TASK TO CARRY OUT = Report every line in the items below that contains the word "player", treating uppercase and lowercase letters as different.

========

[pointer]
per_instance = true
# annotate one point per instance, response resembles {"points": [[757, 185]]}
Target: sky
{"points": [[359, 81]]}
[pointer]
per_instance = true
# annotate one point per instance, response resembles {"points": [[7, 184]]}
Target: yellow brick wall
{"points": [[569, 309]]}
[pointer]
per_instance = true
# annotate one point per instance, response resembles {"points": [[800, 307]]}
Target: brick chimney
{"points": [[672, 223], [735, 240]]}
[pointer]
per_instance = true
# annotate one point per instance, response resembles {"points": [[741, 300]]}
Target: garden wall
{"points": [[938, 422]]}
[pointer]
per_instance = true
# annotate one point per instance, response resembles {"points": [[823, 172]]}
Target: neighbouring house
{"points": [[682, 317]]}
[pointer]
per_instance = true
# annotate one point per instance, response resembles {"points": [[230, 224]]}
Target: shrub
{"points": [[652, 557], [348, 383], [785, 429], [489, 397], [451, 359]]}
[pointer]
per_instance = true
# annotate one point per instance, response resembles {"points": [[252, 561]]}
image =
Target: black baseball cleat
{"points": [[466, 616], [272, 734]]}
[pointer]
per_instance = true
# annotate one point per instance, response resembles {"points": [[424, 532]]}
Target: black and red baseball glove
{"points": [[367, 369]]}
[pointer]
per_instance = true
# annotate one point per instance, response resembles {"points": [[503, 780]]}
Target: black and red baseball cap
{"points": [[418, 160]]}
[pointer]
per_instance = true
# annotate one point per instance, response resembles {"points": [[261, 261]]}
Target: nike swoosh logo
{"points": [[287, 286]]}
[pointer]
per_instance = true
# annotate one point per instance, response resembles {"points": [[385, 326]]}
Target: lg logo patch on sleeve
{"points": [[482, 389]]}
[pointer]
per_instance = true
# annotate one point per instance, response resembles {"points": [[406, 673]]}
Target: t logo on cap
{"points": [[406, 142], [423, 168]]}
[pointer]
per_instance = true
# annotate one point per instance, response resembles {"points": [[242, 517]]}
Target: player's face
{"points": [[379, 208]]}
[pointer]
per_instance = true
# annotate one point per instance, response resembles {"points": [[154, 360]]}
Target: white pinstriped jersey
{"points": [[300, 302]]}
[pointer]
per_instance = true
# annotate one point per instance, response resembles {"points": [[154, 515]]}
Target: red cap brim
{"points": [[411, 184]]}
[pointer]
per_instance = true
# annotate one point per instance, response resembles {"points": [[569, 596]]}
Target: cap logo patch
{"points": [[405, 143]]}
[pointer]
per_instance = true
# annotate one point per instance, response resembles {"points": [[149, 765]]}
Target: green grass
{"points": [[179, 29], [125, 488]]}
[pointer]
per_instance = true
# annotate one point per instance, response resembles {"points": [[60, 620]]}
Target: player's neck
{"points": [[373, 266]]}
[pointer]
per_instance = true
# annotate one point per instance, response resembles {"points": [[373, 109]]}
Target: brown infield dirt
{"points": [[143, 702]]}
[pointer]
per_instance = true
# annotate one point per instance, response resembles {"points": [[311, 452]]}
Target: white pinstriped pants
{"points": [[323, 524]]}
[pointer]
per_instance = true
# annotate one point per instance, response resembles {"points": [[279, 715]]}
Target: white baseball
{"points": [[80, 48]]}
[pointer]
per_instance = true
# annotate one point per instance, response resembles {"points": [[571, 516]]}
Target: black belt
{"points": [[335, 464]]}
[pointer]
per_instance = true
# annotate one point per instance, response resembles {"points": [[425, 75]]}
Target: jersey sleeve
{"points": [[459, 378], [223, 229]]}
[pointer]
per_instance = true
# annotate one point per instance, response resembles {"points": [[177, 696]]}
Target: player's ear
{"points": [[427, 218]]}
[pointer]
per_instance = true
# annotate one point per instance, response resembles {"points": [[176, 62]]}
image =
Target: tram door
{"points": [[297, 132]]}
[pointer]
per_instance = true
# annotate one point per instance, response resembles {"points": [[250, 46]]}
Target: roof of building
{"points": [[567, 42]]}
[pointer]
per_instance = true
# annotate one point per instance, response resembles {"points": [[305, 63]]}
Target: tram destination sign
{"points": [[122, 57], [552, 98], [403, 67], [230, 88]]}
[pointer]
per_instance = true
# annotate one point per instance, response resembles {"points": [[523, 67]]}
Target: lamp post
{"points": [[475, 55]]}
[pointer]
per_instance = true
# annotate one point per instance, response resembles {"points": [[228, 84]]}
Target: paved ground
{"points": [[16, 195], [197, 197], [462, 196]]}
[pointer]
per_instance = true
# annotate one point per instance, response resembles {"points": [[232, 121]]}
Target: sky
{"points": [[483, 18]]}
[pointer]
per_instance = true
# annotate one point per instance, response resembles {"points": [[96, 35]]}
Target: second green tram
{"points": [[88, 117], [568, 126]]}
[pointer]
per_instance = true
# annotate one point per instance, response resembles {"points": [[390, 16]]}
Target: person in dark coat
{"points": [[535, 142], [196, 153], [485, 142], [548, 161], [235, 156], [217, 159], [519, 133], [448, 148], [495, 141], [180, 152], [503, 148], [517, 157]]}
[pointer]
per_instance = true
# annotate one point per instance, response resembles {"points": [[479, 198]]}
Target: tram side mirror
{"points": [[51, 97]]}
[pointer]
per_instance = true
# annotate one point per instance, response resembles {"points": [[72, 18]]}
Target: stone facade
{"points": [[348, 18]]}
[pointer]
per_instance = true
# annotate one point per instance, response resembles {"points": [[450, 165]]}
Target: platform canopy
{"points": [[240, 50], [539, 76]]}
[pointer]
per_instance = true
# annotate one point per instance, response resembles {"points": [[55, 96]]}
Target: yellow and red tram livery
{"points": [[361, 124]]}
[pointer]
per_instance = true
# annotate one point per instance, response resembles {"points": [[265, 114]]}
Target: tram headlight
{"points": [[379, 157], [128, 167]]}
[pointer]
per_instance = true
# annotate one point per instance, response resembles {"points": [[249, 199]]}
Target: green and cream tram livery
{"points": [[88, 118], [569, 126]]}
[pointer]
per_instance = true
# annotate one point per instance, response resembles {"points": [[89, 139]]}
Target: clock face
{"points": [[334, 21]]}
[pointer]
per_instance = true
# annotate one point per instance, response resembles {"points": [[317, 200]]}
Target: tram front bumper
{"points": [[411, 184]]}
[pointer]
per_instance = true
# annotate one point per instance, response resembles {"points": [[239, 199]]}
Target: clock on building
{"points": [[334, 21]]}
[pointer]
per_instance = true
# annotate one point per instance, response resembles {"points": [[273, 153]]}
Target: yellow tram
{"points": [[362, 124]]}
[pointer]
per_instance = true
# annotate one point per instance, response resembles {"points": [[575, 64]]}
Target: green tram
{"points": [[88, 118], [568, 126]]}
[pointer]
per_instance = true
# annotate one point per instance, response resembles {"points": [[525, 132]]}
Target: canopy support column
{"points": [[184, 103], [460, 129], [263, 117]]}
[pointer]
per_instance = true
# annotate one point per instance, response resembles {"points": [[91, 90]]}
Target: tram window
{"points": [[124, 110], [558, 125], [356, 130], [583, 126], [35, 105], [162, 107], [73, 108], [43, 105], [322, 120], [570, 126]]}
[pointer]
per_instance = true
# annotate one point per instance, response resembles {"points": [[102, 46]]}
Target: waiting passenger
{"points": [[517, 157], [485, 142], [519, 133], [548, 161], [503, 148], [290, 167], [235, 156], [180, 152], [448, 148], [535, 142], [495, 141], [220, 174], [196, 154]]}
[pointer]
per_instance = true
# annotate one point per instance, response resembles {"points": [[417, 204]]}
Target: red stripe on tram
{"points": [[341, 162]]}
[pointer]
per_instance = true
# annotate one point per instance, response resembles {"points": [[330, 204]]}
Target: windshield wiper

========

RESPONSE TO THE TASK =
Target: player's face
Target: player's neck
Target: player's ear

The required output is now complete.